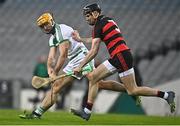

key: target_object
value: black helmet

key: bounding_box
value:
[83,3,101,15]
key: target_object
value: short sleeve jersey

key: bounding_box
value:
[92,15,129,57]
[49,24,88,59]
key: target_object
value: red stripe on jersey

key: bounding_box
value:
[103,22,115,33]
[107,37,124,49]
[110,44,129,58]
[103,29,120,41]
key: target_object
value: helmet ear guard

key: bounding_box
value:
[36,13,54,26]
[83,3,101,15]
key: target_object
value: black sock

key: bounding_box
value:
[86,102,93,111]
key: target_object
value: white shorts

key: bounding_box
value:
[103,60,134,78]
[63,53,95,79]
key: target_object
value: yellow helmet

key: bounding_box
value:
[37,13,53,26]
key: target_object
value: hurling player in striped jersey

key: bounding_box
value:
[19,13,140,119]
[71,3,175,120]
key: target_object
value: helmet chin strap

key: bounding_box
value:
[91,11,100,19]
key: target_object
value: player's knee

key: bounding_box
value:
[98,81,104,89]
[87,72,95,82]
[52,83,60,94]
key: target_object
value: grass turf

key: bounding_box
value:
[0,110,180,125]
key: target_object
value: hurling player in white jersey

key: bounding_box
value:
[19,13,139,119]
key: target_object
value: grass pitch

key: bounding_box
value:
[0,110,180,125]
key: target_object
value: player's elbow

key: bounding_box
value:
[91,49,98,56]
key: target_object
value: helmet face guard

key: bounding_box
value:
[83,3,101,15]
[37,13,53,27]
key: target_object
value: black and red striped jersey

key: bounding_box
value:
[92,15,129,57]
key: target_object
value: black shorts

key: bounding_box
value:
[108,50,133,73]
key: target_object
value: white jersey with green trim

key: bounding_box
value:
[49,24,88,60]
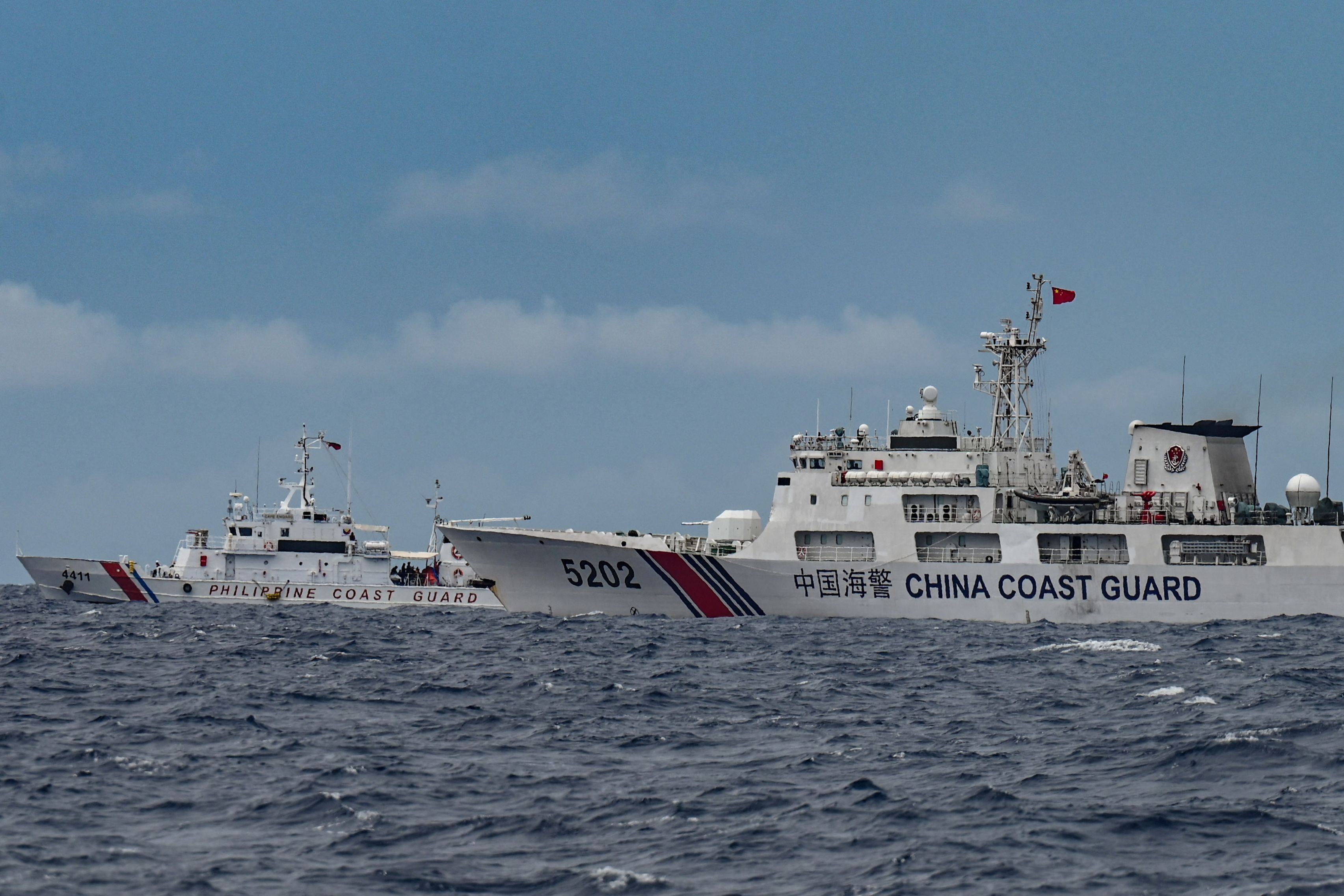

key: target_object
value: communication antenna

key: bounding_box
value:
[345,418,355,518]
[1251,373,1258,504]
[1325,376,1335,502]
[974,274,1050,451]
[425,480,443,553]
[1180,355,1186,426]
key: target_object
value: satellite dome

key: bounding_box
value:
[1288,473,1321,510]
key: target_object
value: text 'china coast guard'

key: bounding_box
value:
[441,276,1344,622]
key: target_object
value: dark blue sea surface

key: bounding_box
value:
[0,589,1344,895]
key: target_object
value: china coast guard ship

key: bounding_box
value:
[439,276,1344,622]
[19,426,503,609]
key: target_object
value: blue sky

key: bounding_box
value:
[0,3,1344,580]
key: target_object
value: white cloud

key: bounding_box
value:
[396,301,937,376]
[90,189,200,219]
[930,179,1031,224]
[0,283,941,388]
[0,282,128,387]
[387,152,766,233]
[0,144,78,184]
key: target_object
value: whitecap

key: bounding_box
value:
[589,865,666,893]
[1214,728,1284,744]
[1031,638,1161,653]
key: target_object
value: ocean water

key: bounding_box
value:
[0,589,1344,895]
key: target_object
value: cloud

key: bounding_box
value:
[930,179,1031,224]
[90,189,200,220]
[396,301,937,376]
[0,144,78,214]
[0,283,941,388]
[0,282,127,388]
[0,144,78,184]
[387,152,767,233]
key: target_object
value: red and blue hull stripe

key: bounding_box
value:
[638,551,765,619]
[99,560,158,603]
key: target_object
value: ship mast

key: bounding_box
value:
[974,274,1050,451]
[294,423,340,508]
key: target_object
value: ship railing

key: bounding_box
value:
[789,432,887,451]
[1167,541,1266,567]
[830,470,974,489]
[799,544,878,563]
[915,547,1003,563]
[906,505,983,523]
[1039,548,1129,563]
[177,535,233,551]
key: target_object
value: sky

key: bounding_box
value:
[0,0,1344,582]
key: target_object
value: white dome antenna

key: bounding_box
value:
[1285,473,1321,523]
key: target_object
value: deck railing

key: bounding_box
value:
[799,544,878,563]
[915,547,1004,563]
[1040,548,1129,563]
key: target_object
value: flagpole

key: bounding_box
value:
[1180,355,1186,426]
[1251,373,1265,504]
[1325,376,1335,501]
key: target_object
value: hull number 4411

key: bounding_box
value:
[560,560,644,589]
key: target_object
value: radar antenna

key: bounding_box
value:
[974,274,1050,451]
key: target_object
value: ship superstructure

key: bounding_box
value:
[19,426,500,609]
[443,276,1344,622]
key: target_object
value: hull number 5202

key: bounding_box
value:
[560,560,644,589]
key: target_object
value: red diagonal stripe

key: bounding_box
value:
[649,551,737,617]
[99,560,149,603]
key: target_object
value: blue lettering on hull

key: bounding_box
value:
[906,572,1204,602]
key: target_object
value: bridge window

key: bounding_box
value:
[901,493,980,523]
[1036,532,1129,563]
[793,531,876,563]
[915,532,1003,563]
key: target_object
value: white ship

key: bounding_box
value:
[441,276,1344,622]
[19,427,503,609]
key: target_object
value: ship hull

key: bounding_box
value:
[19,556,504,610]
[454,529,1344,623]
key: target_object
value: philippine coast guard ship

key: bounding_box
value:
[441,276,1344,622]
[19,426,503,609]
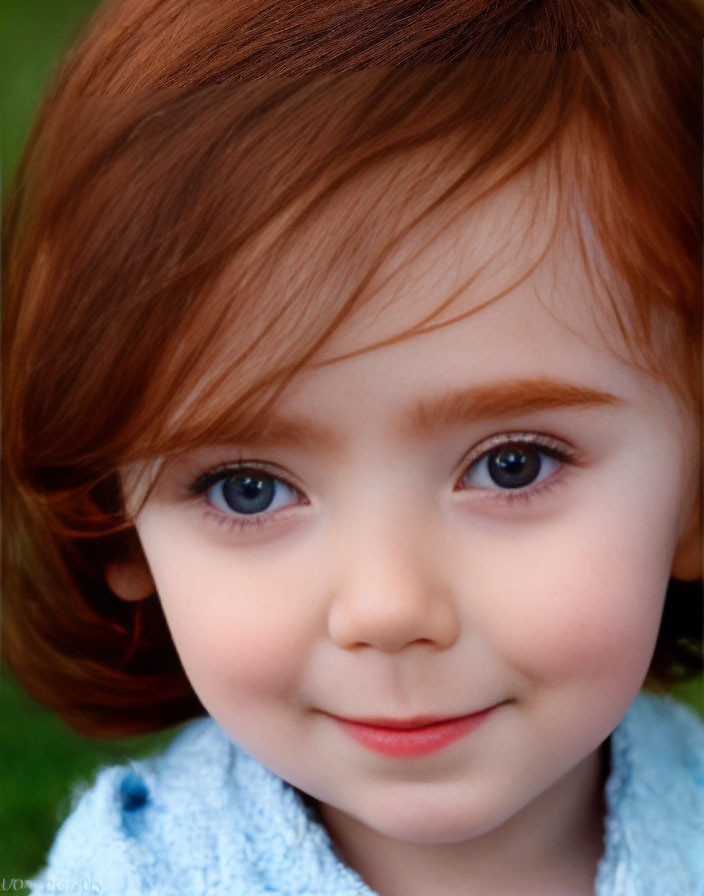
• • • •
- EXERCISE:
Locate every line in the items that contains the string "shorts", matching case exactly, and copy each of those lines.

- SOLUTION BELOW:
value: white shorts
value: black shorts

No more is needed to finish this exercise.